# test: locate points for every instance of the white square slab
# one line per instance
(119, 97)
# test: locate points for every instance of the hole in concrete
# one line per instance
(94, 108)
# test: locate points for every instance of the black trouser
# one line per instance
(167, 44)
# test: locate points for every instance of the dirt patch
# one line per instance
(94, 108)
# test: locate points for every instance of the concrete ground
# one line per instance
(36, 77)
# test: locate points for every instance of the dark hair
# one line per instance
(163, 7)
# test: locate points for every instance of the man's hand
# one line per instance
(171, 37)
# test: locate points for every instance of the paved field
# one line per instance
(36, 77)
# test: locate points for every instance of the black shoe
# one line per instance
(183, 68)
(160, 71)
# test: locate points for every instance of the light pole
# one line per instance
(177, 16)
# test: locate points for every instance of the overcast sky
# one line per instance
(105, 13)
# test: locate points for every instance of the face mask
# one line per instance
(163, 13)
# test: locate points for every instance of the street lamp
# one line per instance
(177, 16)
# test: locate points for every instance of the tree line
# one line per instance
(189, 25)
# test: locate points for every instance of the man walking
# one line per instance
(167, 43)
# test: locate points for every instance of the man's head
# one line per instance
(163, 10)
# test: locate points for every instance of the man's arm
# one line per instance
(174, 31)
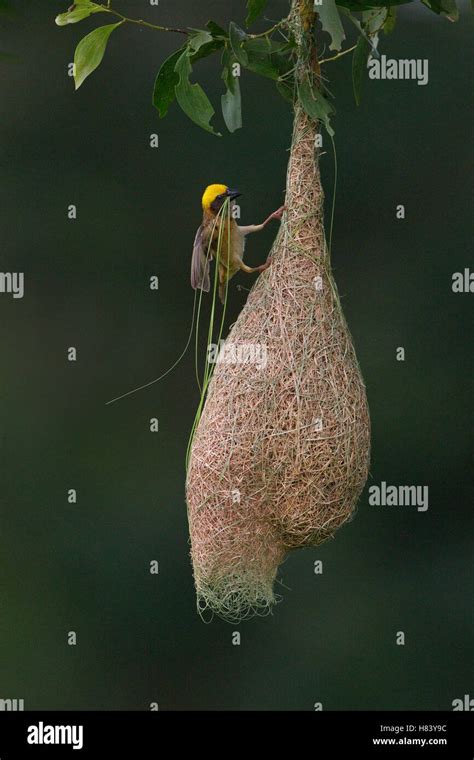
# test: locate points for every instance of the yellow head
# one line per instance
(215, 195)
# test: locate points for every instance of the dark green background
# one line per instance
(84, 567)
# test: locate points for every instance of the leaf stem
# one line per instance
(140, 21)
(339, 55)
(268, 31)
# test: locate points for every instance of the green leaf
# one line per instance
(315, 104)
(196, 41)
(254, 9)
(364, 5)
(359, 66)
(390, 21)
(90, 51)
(216, 30)
(286, 88)
(237, 37)
(191, 97)
(331, 23)
(373, 20)
(80, 11)
(207, 49)
(446, 8)
(166, 80)
(231, 102)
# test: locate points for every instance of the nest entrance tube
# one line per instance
(281, 452)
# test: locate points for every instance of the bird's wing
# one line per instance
(200, 262)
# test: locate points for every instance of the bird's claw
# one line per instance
(278, 213)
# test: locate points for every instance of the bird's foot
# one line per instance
(265, 266)
(278, 213)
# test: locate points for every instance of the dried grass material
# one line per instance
(281, 453)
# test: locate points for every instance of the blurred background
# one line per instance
(84, 567)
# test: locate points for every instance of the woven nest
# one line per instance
(281, 453)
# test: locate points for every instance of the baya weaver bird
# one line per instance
(231, 255)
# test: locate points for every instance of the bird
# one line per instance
(231, 257)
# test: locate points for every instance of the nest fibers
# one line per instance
(281, 452)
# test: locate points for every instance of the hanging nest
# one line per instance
(281, 452)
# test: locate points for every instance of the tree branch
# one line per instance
(140, 22)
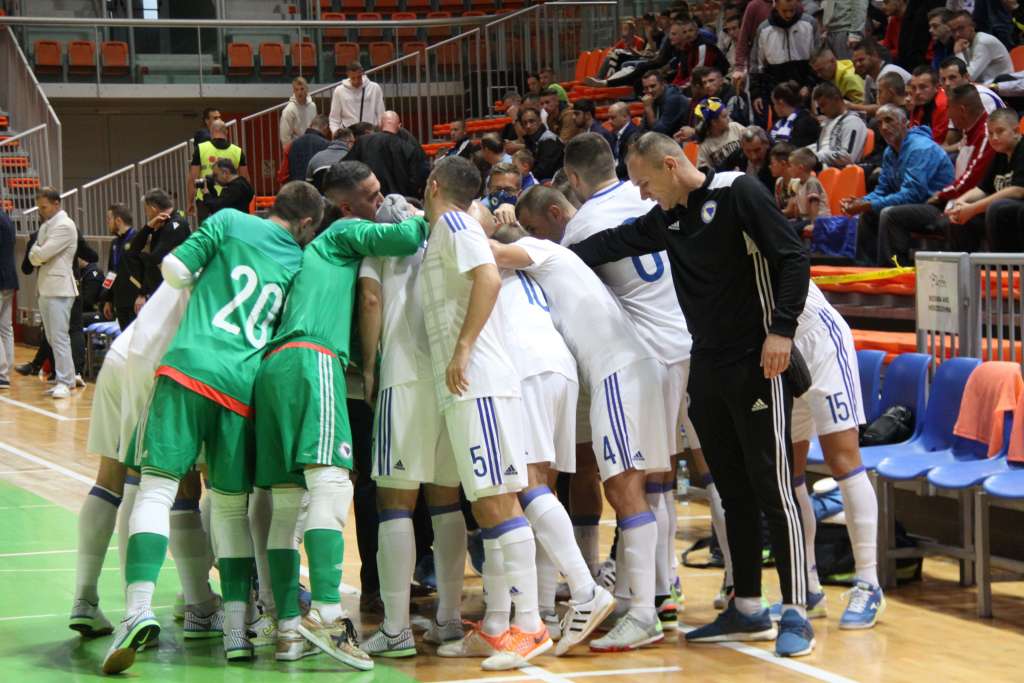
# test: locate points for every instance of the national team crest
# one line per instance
(708, 211)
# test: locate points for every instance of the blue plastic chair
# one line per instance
(905, 381)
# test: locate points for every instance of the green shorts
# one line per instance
(300, 414)
(178, 424)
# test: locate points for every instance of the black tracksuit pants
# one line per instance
(743, 423)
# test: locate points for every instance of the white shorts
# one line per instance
(550, 403)
(677, 409)
(627, 417)
(486, 437)
(411, 444)
(834, 402)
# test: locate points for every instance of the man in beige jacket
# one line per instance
(53, 254)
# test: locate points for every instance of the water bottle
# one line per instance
(682, 482)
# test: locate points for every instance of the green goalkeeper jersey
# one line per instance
(246, 264)
(321, 300)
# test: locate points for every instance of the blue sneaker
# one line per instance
(796, 637)
(733, 625)
(816, 607)
(865, 606)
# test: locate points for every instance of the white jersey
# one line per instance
(404, 351)
(532, 341)
(593, 324)
(642, 284)
(457, 246)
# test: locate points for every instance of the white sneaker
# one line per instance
(583, 617)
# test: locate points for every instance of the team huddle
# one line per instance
(502, 349)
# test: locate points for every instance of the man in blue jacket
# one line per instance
(913, 168)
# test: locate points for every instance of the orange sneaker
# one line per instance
(517, 648)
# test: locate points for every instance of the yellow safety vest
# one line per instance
(210, 155)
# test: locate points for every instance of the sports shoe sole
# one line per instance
(123, 657)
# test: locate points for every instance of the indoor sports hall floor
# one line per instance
(929, 633)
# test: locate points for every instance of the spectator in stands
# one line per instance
(930, 105)
(357, 98)
(942, 38)
(206, 155)
(913, 169)
(984, 55)
(665, 105)
(210, 114)
(841, 73)
(463, 144)
(842, 139)
(236, 193)
(718, 134)
(782, 47)
(584, 120)
(165, 228)
(8, 286)
(543, 145)
(794, 124)
(53, 254)
(624, 130)
(328, 157)
(869, 66)
(844, 25)
(299, 113)
(118, 294)
(397, 161)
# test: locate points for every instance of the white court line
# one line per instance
(784, 663)
(36, 409)
(7, 447)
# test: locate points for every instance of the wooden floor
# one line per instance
(930, 631)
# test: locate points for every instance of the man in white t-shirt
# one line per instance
(478, 393)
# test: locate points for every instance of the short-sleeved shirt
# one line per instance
(247, 264)
(1005, 171)
(321, 300)
(457, 247)
(591, 319)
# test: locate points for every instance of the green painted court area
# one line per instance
(38, 543)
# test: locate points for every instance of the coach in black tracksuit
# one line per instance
(741, 279)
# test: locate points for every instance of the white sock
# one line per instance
(718, 523)
(260, 513)
(124, 515)
(190, 551)
(861, 523)
(95, 525)
(638, 538)
(519, 558)
(810, 528)
(498, 602)
(450, 560)
(395, 557)
(554, 534)
(656, 503)
(585, 530)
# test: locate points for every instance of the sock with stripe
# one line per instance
(655, 500)
(283, 554)
(585, 528)
(190, 551)
(810, 528)
(861, 522)
(554, 545)
(450, 560)
(395, 557)
(260, 512)
(639, 542)
(95, 526)
(497, 600)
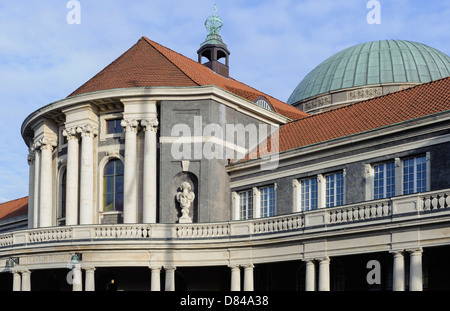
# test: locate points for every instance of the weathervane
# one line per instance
(214, 23)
────────────────
Can you change every "locate" to "mark" across all the items and give the lines again, leaving the pictures out and everything else unchanged?

■ Answer to the task ■
# test: mark points for every instance of the white square slab
# one line per instance
(119, 97)
# test: mark points for every instance of the hole in concrete
# one line per instance
(94, 108)
# test: mark points for every instance of the black trouser
# one line per instance
(167, 44)
# test: mark points for every instance of the dirt patch
# one line per instance
(94, 108)
# test: mark points for every instance of the concrete ground
# one line per instance
(36, 77)
# test: mark points for every instance of the dark hair
# one line per instance
(163, 7)
# test: mark points for every instance of the man's hand
# one line per instance
(171, 37)
# test: mark points for every instance of the paved field
# one line per instance
(36, 77)
# test: mark points for every instance of the black shoe
# one line per instance
(183, 68)
(160, 71)
# test: mark points for every instance of the light pole
# one line per instance
(177, 16)
# test: mark points for every instance of the overcast sky
# one line per instance
(105, 13)
# test: mark points for every instance of the face mask
# one line per instance
(163, 13)
# test: mark points for every instance of the street lamp
# one line per instance
(177, 16)
# test: mark points for every instance of the tree line
# one line per instance
(189, 25)
# test: mark points for every instance of the man walking
# one line per instance
(167, 43)
# test: mark points for every instance of the man's head
# one line per instance
(163, 10)
# test: mark points for every instance of the man's arm
# one line per instance
(174, 31)
# test: mark points for every instance of the yellow head
# one line per instance
(215, 195)
# test: mark points for every instance of the dark green background
# one line per instance
(84, 567)
# test: mark points for every instance of the leaf stem
# one line per instance
(140, 21)
(339, 55)
(268, 31)
# test: mark points for every instance of the green leaf
# one line per instance
(315, 104)
(196, 41)
(254, 9)
(364, 5)
(359, 66)
(390, 21)
(90, 51)
(216, 30)
(286, 88)
(237, 37)
(191, 97)
(331, 23)
(373, 20)
(80, 11)
(207, 49)
(446, 8)
(166, 80)
(231, 102)
# test: mark points for every instance of the nest entrance tube
# one line per instance
(281, 452)
# test: mark points for every instance of the bird's wing
# one line per instance
(200, 262)
# test: mark points for every instance of the bird's claw
# one line per instance
(278, 213)
# test: mark points for every instance of the bird's foot
# one line per instance
(265, 266)
(278, 213)
# test: mark points for every instance of the dried grass material
# one line per instance
(281, 453)
# test: mark points for every instance of the blurred background
# one line per instance
(84, 567)
# test: mark points for every instance of the woven nest
# one line per instance
(281, 453)
# test: mark points for every instance of the baya weaver bird
# one line per instance
(231, 255)
# test: mark points for every instance of the bird
# one line per instance
(231, 257)
# test: mark points for every instance of the nest fibers
# one line per instance
(281, 452)
# test: mark points for every instance of the hanging nest
# one line per instance
(281, 452)
# test: mark points for every instance of the tree branch
# one line per instance
(140, 22)
# test: mark points for every instance of the national team crest
# one line per instance
(708, 211)
# test: mark points for every instance of the blue plastic chair
# one line per instance
(905, 381)
# test: mark points for every instance of the green shorts
# one line per instance
(300, 414)
(178, 424)
# test: mark points for every instance of the black tracksuit pants
# one line per instance
(743, 423)
# test: mark points for every instance of the white shorts
# one line per instance
(550, 403)
(677, 409)
(627, 417)
(486, 437)
(411, 444)
(834, 402)
# test: mark points for every instance of the man in beige jacket
# one line per instance
(53, 254)
# test: mark points for every instance of the water bottle
# one line per instance
(682, 482)
# test: mark points for every instance of the green goalkeeper jersey
# one line per instance
(246, 264)
(321, 300)
# test: mark points for every instance of the blue sneaker
# one line per instance
(796, 637)
(733, 625)
(816, 607)
(865, 606)
# test: mark points for every instance of the white jersey
# one line per instance
(404, 351)
(532, 341)
(593, 324)
(642, 284)
(457, 246)
# test: mark points for every instance of the white sneaker
# one line per instance
(583, 617)
# test: mark points for every instance of the team huddle
# one line per instance
(502, 349)
# test: mark points for every instance of the man in blue jacket
# one line per instance
(913, 168)
# test: mark points for every instance of the orange sneaker
# one line per instance
(517, 648)
# test: mark points for every instance of the yellow safety vest
# one line per instance
(210, 155)
# test: mark points for every instance of the sports shoe sole
# one line per instance
(123, 657)
# test: mark points for every instance of the indoor sports hall floor
# one line per instance
(929, 633)
# test: mark points for every instance of the spectator in stands
# one line per instance
(930, 105)
(357, 98)
(942, 38)
(206, 155)
(913, 169)
(984, 55)
(665, 105)
(210, 114)
(841, 73)
(463, 144)
(842, 139)
(236, 193)
(718, 134)
(782, 47)
(584, 120)
(165, 228)
(8, 286)
(543, 145)
(794, 124)
(53, 254)
(624, 130)
(328, 157)
(869, 66)
(844, 25)
(299, 113)
(118, 294)
(397, 161)
# test: mark points for every instance of the white court line
# one line per instance
(784, 663)
(36, 409)
(7, 447)
# test: mark points for every instance of the wooden floor
# one line per instance
(930, 631)
# test: mark points for every instance of the man in white t-shirt
# one line per instance
(478, 393)
# test: mark points for every instance of the short-sleeved shirt
# one line per instance
(247, 264)
(1005, 171)
(321, 300)
(457, 247)
(591, 319)
# test: mark points for every instance of the green painted court area
# one line per instance
(38, 543)
# test: mark points for every instance of the coach in black tracksuit
# one line per instance
(741, 279)
# test: mark points for every instance of the white sock
# one line per instance
(718, 523)
(260, 513)
(124, 515)
(190, 551)
(861, 523)
(95, 525)
(638, 538)
(519, 558)
(810, 528)
(498, 602)
(450, 560)
(395, 557)
(554, 534)
(656, 503)
(585, 530)
# test: mark points for every instance of the sock with stripe
# one line per instance
(655, 500)
(283, 554)
(585, 528)
(190, 551)
(810, 528)
(861, 522)
(554, 545)
(450, 560)
(395, 557)
(260, 512)
(639, 542)
(95, 526)
(497, 600)
# test: mark points for every instance of the weathervane
# one line per instance
(214, 23)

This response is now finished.